_TASK STATEMENT_
Your answer should be the lines below from the one holding "[tag] asphalt taxiway: a pin per instance" through the one holding "[tag] brown grass: a pin per instance", copied exactly and with nothing else.

------ THE INPUT ------

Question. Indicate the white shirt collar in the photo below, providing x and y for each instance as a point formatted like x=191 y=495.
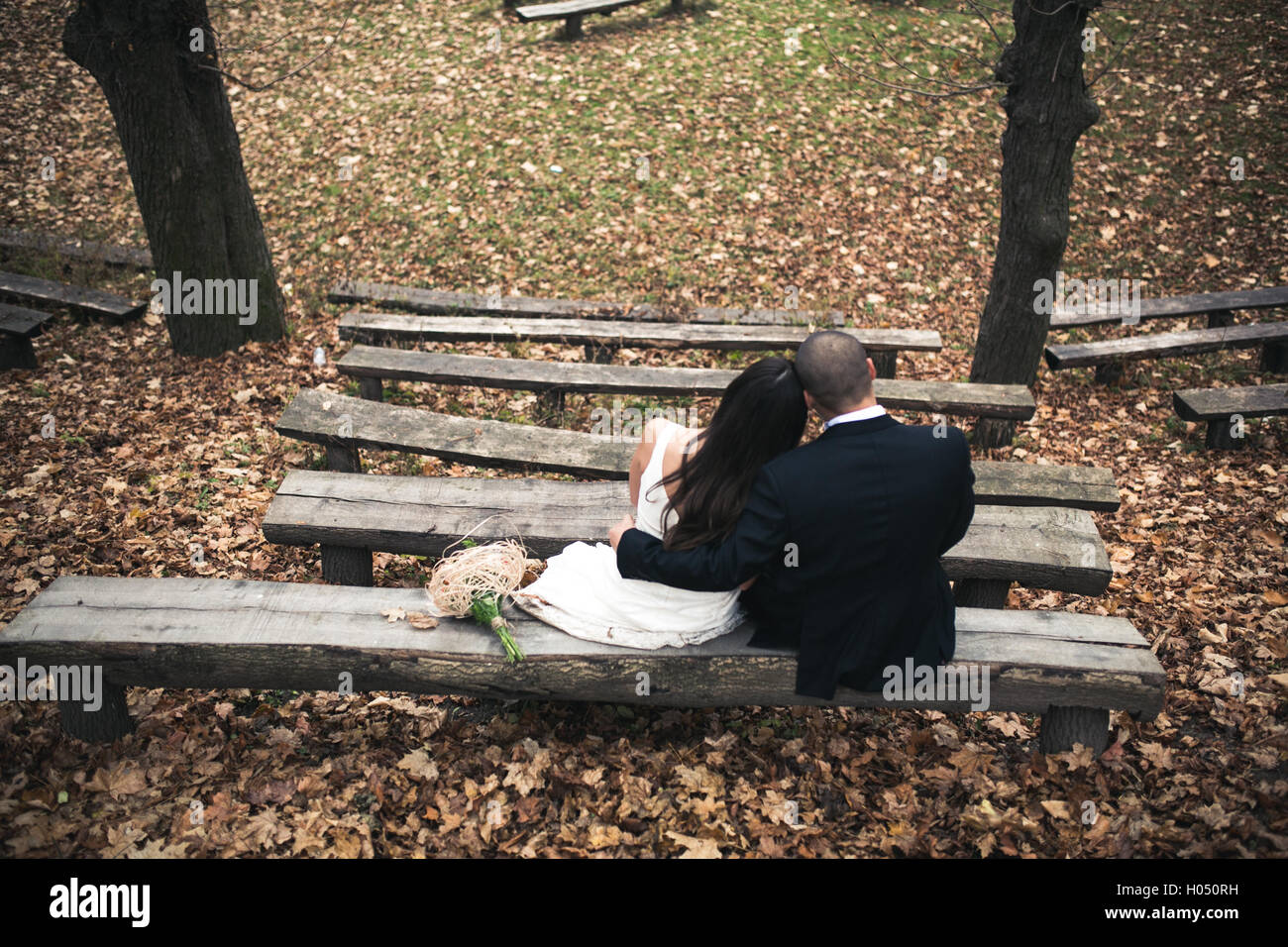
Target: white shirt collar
x=861 y=415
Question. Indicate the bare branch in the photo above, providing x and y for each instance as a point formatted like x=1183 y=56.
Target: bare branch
x=1122 y=50
x=978 y=8
x=962 y=90
x=292 y=72
x=951 y=84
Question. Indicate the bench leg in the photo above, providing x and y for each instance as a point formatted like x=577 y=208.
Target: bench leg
x=102 y=725
x=599 y=355
x=993 y=432
x=16 y=352
x=347 y=566
x=1274 y=359
x=1222 y=438
x=550 y=405
x=980 y=592
x=1109 y=372
x=885 y=363
x=1063 y=727
x=343 y=459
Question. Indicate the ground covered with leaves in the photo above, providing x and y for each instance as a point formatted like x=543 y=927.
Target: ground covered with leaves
x=520 y=169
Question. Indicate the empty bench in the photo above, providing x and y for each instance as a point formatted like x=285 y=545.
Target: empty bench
x=1225 y=410
x=29 y=289
x=446 y=303
x=18 y=326
x=373 y=365
x=572 y=12
x=343 y=425
x=352 y=515
x=16 y=243
x=600 y=337
x=1219 y=307
x=211 y=633
x=1109 y=355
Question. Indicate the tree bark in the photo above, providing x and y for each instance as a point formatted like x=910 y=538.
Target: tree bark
x=1047 y=110
x=184 y=158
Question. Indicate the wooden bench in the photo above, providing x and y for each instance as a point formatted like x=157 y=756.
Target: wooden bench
x=211 y=633
x=352 y=515
x=76 y=298
x=344 y=425
x=372 y=365
x=600 y=337
x=1109 y=355
x=1219 y=307
x=84 y=250
x=572 y=12
x=18 y=326
x=443 y=303
x=1220 y=406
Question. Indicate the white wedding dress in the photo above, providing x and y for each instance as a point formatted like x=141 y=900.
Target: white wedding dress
x=583 y=592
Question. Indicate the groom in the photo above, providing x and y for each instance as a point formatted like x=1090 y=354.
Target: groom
x=842 y=535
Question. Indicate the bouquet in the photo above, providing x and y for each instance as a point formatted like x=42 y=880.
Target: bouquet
x=476 y=579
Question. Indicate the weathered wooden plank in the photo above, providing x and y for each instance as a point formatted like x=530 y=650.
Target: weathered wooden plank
x=518 y=373
x=1164 y=344
x=77 y=249
x=1219 y=403
x=445 y=303
x=222 y=634
x=17 y=320
x=570 y=8
x=1006 y=483
x=323 y=418
x=421 y=515
x=94 y=302
x=1172 y=307
x=374 y=328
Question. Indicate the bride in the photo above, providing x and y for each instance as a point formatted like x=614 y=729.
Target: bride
x=688 y=487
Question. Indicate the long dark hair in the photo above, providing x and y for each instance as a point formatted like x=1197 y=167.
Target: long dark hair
x=761 y=415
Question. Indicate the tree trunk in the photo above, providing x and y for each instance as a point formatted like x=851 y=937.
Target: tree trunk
x=184 y=158
x=1047 y=110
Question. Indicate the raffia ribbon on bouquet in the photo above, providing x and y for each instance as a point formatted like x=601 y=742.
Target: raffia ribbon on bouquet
x=476 y=581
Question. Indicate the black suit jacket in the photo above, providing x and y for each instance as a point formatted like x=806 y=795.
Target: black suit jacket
x=845 y=535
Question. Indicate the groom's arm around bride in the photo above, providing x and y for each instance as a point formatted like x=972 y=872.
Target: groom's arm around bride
x=842 y=535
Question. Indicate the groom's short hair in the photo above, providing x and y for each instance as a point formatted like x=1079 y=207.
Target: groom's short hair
x=833 y=368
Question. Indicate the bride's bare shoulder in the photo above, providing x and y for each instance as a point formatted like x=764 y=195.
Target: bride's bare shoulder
x=678 y=446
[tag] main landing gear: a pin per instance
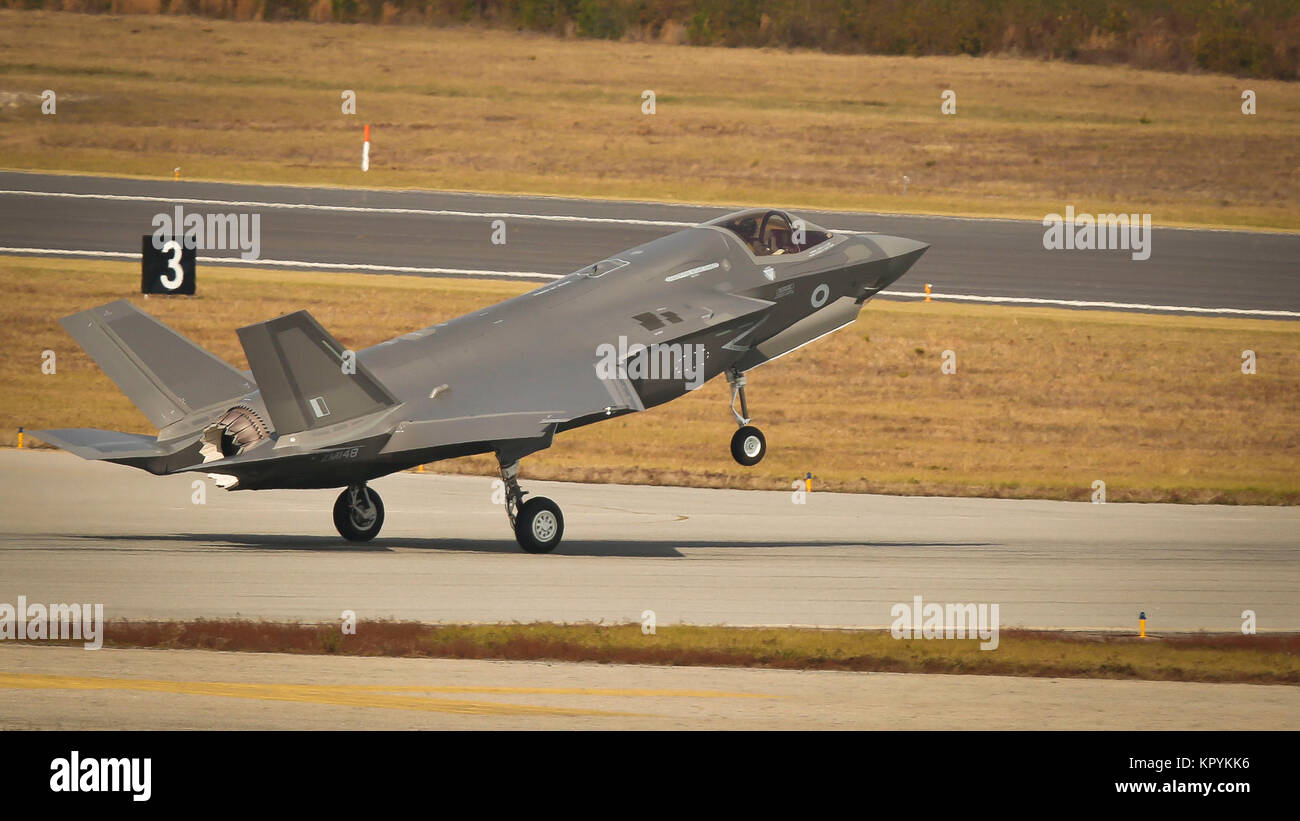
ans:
(749, 444)
(538, 524)
(359, 513)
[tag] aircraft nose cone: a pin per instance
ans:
(900, 246)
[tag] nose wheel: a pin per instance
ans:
(749, 444)
(359, 513)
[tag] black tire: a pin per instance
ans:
(356, 526)
(749, 446)
(540, 525)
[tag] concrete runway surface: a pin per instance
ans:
(91, 531)
(425, 230)
(69, 689)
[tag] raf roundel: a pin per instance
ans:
(820, 294)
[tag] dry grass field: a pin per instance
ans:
(1043, 403)
(498, 111)
(1266, 659)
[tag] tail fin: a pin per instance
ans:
(304, 378)
(165, 374)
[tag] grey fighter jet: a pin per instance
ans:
(622, 335)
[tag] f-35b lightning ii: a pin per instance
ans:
(622, 335)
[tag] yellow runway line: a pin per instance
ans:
(339, 695)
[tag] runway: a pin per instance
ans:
(138, 544)
(66, 689)
(450, 234)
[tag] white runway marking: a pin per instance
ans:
(386, 269)
(533, 274)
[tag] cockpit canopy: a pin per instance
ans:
(768, 233)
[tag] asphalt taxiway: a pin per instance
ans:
(438, 233)
(91, 531)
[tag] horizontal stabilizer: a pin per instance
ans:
(165, 374)
(306, 377)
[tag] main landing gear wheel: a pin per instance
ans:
(749, 446)
(359, 513)
(538, 525)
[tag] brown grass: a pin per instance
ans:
(494, 111)
(1204, 657)
(1044, 402)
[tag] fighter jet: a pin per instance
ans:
(622, 335)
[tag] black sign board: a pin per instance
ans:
(167, 269)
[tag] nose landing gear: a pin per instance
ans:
(749, 444)
(358, 513)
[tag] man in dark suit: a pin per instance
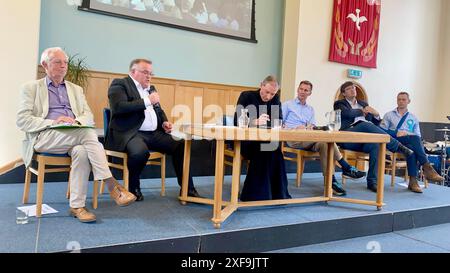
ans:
(358, 116)
(139, 124)
(266, 176)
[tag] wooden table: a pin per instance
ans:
(223, 209)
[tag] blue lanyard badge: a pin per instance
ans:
(410, 124)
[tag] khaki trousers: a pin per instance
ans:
(320, 147)
(87, 154)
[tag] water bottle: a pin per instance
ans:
(243, 120)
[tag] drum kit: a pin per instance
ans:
(444, 146)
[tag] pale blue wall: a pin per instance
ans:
(110, 43)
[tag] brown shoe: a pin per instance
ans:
(431, 174)
(122, 196)
(83, 215)
(414, 185)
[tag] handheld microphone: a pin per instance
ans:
(152, 90)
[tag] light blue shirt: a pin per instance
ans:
(392, 118)
(295, 114)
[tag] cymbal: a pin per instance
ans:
(442, 130)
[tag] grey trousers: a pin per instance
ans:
(318, 147)
(87, 154)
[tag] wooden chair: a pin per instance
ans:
(299, 156)
(358, 157)
(62, 164)
(397, 161)
(229, 150)
(154, 158)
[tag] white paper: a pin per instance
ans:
(404, 184)
(31, 210)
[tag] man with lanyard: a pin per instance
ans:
(358, 116)
(404, 126)
(297, 114)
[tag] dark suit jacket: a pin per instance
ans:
(127, 114)
(348, 114)
(248, 98)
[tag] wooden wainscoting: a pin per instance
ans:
(183, 101)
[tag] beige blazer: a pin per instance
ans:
(33, 110)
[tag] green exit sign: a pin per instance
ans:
(354, 74)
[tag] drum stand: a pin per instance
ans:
(445, 172)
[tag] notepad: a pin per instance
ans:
(69, 126)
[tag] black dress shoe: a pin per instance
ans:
(372, 187)
(138, 194)
(405, 150)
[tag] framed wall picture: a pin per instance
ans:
(226, 18)
(355, 32)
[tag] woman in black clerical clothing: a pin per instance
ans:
(266, 176)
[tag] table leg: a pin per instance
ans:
(186, 167)
(236, 173)
(218, 184)
(381, 169)
(329, 174)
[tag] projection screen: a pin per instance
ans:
(227, 18)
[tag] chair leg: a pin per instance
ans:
(95, 195)
(298, 179)
(102, 187)
(126, 174)
(68, 189)
(394, 169)
(344, 156)
(40, 188)
(26, 187)
(163, 175)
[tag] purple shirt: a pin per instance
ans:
(58, 101)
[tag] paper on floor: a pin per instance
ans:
(31, 210)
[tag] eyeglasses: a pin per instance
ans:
(60, 62)
(146, 72)
(350, 88)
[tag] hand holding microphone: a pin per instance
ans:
(154, 97)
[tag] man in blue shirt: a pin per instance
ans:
(299, 115)
(358, 116)
(404, 126)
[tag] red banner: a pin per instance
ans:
(356, 25)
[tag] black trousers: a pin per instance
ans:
(138, 150)
(266, 177)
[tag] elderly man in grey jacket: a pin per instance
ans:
(51, 101)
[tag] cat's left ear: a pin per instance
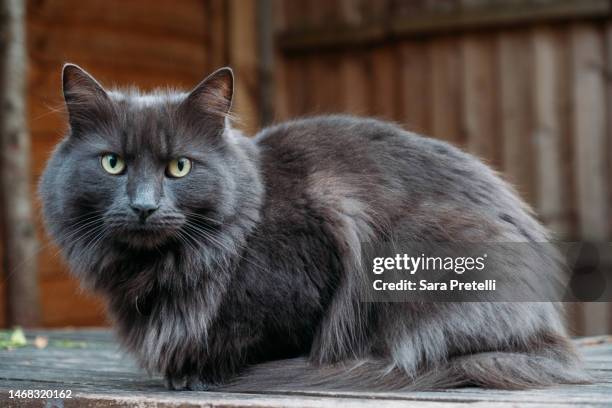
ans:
(213, 95)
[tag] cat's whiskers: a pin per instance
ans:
(235, 251)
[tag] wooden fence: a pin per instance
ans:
(522, 83)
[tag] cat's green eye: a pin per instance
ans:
(112, 163)
(179, 167)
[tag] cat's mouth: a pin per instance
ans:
(145, 235)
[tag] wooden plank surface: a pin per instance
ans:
(89, 363)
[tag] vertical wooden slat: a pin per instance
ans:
(514, 61)
(265, 60)
(549, 91)
(325, 86)
(446, 99)
(19, 243)
(415, 92)
(608, 50)
(216, 11)
(281, 87)
(589, 133)
(383, 83)
(243, 57)
(354, 76)
(480, 98)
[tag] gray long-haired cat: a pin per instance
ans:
(231, 261)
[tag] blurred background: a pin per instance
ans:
(524, 84)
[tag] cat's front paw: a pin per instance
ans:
(186, 383)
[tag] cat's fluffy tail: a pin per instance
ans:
(499, 370)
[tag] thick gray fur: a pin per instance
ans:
(248, 274)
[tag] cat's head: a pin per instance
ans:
(138, 169)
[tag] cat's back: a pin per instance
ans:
(367, 166)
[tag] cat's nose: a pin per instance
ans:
(143, 210)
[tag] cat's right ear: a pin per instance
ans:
(86, 100)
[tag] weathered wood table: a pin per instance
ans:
(89, 364)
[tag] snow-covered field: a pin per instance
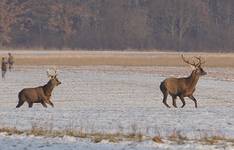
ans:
(109, 99)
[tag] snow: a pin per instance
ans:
(109, 99)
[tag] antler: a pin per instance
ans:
(200, 62)
(187, 62)
(51, 74)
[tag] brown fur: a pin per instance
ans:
(182, 87)
(39, 94)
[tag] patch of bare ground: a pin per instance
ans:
(174, 138)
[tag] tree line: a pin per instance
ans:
(177, 25)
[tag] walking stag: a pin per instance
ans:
(39, 94)
(183, 87)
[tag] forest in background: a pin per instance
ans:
(176, 25)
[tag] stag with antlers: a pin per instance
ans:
(183, 87)
(39, 94)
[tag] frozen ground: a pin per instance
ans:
(118, 99)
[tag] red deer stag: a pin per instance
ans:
(183, 87)
(39, 94)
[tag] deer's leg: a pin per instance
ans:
(43, 104)
(182, 100)
(51, 103)
(194, 99)
(165, 94)
(20, 103)
(30, 104)
(174, 101)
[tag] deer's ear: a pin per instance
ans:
(193, 67)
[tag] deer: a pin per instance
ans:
(183, 87)
(40, 94)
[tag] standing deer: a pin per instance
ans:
(39, 94)
(183, 87)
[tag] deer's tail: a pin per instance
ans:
(21, 99)
(163, 87)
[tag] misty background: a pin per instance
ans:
(176, 25)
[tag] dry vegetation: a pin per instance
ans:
(175, 137)
(80, 58)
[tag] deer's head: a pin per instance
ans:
(52, 74)
(197, 66)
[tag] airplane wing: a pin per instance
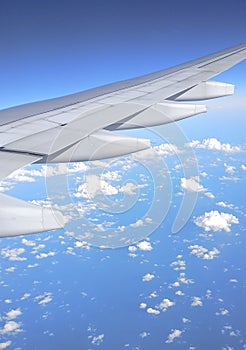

------

_WRITTEN ANSWER_
[tag] asphalt taxiway: a pin per instance
ans:
(438, 233)
(91, 531)
[tag] horizontal stabilizer: a pin per instance
ans:
(165, 374)
(306, 377)
[tag] main landing gear wheel: a pin per instance
ans:
(749, 446)
(359, 513)
(538, 525)
[tag] brown grass: a pin per instance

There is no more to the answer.